BRIEF 1:
From the article on 2025's jargon, reproduce word for word the stretch from "As the year" through "than they explained.".
BRIEF 2:
In the article on 2025's jargon, which word did Cambridge choose as its Word of the Year?

READING TEXT:
As the year 2025 drew to a close, dictionary publishers worldwide engaged in their annual ritual of selecting a 'Word of the Year'. Oxford chose 'rage bait', Merriam-Webster picked 'slop', Cambridge went with 'parasocial', and Dictionary.com selected 'agentic'. These choices attempted to capture the spirit of the times. Yet, a deeper look reveals that the real 'slop' dominating public and policy discourse was not new slang, but a pervasive reliance on empty jargon and clichés that often served to obscure more than they explained.
The Diplomacy of Vague Phrases
In the realm of international relations and Indian foreign policy, 2025 saw a particular flourish of terminology that promised much but clarified little. A prime example was the ubiquitous use of the word 'deal'. Announcements of major deals, especially in peace and trade, became commonplace, yet were frequently followed by a prolonged waiting game with little tangible outcome. Conflicts persisted, and the promised benefits of 'strong fundamentals' in bilateral relationships often failed to materialize.
Policy experts and officials, however, assured the public with a suite of ready-made phrases. India was consistently praised for its skill in 'navigating uncertainty'. Its foreign policy approach was described as 'walking the diplomatic tightrope', a term meant to distinguish active, nuanced engagement from passive observation. Furthermore, hopes were pinned on a new form of 'multilateralism' to rescue the beleaguered 'rules-based international order'. These complex terms, while sounding sophisticated, often boiled down to a simple reality: a world where clear solutions remained elusive.
Technobabble and the AI Illusion
The phenomenon was not confined to diplomacy. The explosive growth of Artificial Intelligence (AI) brought its own lexicon of vagueness. A significant trend involved individuals with limited technical expertise confidently prescribing the need for 'guardrails' around advanced AI systems. This term became a catch-all solution, suggesting a controlled and safe development path without detailing the immense practical, ethical, and regulatory challenges involved. The discussion often prioritized buzzwords over substantive, actionable plans for governance.

GIVEN DATA:
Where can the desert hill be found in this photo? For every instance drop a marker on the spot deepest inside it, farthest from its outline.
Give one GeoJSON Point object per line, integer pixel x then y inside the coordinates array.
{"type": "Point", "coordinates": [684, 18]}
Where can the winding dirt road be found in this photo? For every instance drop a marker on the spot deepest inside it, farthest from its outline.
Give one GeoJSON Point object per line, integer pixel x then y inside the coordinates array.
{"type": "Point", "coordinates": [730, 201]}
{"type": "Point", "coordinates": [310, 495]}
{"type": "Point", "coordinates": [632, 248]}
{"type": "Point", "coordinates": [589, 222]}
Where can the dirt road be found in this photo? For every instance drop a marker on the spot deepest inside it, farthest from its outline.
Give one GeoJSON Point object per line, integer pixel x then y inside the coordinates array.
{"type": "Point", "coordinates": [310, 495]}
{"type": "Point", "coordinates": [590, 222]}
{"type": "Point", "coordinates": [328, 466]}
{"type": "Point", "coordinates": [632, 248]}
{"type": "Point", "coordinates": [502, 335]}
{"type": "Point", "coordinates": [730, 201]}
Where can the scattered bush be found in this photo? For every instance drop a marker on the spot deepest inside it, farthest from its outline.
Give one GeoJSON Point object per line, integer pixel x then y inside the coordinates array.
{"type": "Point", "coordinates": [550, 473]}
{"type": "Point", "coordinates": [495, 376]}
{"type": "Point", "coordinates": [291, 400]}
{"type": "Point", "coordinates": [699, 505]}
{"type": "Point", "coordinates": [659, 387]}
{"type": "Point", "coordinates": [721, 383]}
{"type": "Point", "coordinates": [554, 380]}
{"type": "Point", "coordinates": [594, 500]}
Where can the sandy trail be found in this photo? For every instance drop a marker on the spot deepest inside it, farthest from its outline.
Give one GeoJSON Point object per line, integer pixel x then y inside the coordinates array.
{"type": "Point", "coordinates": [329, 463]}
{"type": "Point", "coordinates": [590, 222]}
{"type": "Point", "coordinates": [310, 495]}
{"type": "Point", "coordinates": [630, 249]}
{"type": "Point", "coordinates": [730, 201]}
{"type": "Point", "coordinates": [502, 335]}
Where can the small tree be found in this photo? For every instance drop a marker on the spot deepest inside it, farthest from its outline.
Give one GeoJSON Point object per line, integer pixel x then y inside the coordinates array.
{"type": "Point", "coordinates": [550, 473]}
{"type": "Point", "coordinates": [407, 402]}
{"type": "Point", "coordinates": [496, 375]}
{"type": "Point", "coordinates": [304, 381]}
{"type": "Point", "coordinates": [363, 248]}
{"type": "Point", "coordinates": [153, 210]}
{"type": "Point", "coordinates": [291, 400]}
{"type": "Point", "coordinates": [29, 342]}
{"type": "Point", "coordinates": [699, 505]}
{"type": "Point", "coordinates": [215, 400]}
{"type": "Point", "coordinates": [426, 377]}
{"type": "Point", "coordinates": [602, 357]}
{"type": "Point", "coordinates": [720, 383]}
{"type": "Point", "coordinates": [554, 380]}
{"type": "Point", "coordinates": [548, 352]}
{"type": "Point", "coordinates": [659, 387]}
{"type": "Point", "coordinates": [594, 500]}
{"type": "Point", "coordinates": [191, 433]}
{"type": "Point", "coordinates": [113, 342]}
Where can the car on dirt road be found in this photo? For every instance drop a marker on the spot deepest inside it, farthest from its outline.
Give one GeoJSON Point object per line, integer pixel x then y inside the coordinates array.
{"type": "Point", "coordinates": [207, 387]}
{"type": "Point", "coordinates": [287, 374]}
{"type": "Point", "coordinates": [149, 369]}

EXERCISE RESPONSE 1:
As the year 2025 drew to a close, dictionary publishers worldwide engaged in their annual ritual of selecting a 'Word of the Year'. Oxford chose 'rage bait', Merriam-Webster picked 'slop', Cambridge went with 'parasocial', and Dictionary.com selected 'agentic'. These choices attempted to capture the spirit of the times. Yet, a deeper look reveals that the real 'slop' dominating public and policy discourse was not new slang, but a pervasive reliance on empty jargon and clichés that often served to obscure more than they explained.

EXERCISE RESPONSE 2:
'Parasocial'